Brief → Below is a block of records; return all of them exactly, but without the images.

[Records from a dataset]
==================================================

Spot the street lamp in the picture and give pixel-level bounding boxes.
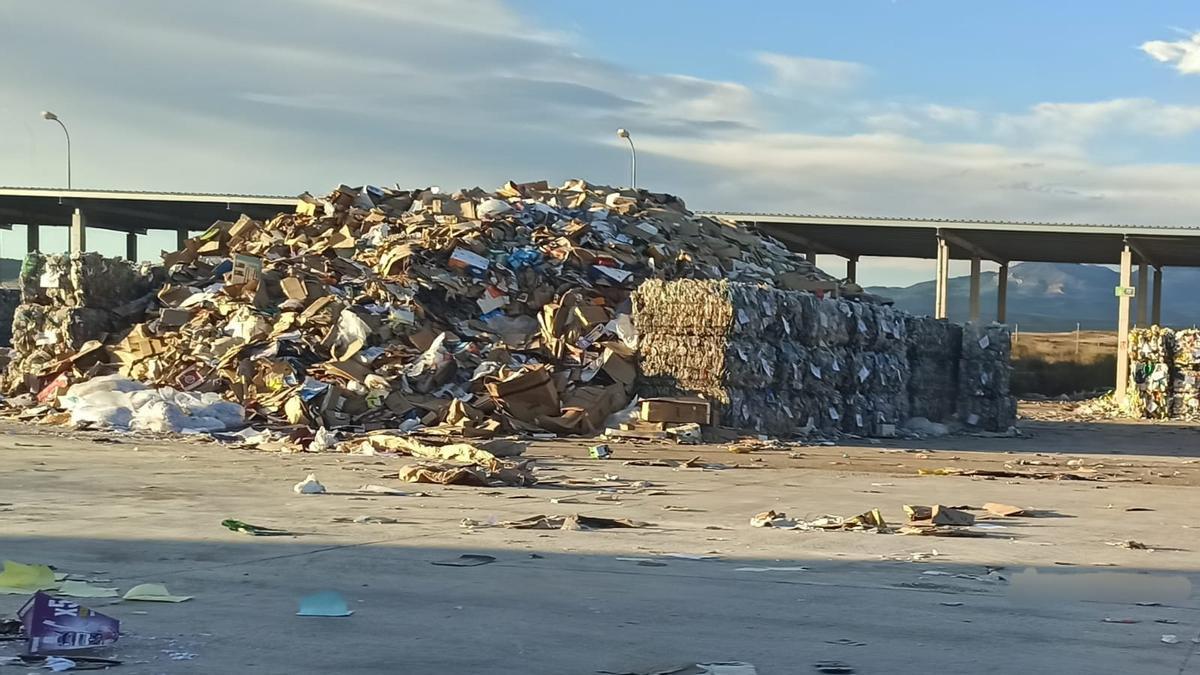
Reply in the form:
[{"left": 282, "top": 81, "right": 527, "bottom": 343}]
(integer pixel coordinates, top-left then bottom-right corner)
[
  {"left": 617, "top": 129, "right": 637, "bottom": 190},
  {"left": 42, "top": 110, "right": 71, "bottom": 190}
]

==================================================

Expected answer →
Spot the street lamp in the picture and give pixel-level bounding boxes.
Reply in the form:
[{"left": 282, "top": 81, "right": 527, "bottom": 343}]
(integer pixel coordinates, top-left then bottom-right corner)
[
  {"left": 617, "top": 129, "right": 637, "bottom": 190},
  {"left": 42, "top": 110, "right": 71, "bottom": 190}
]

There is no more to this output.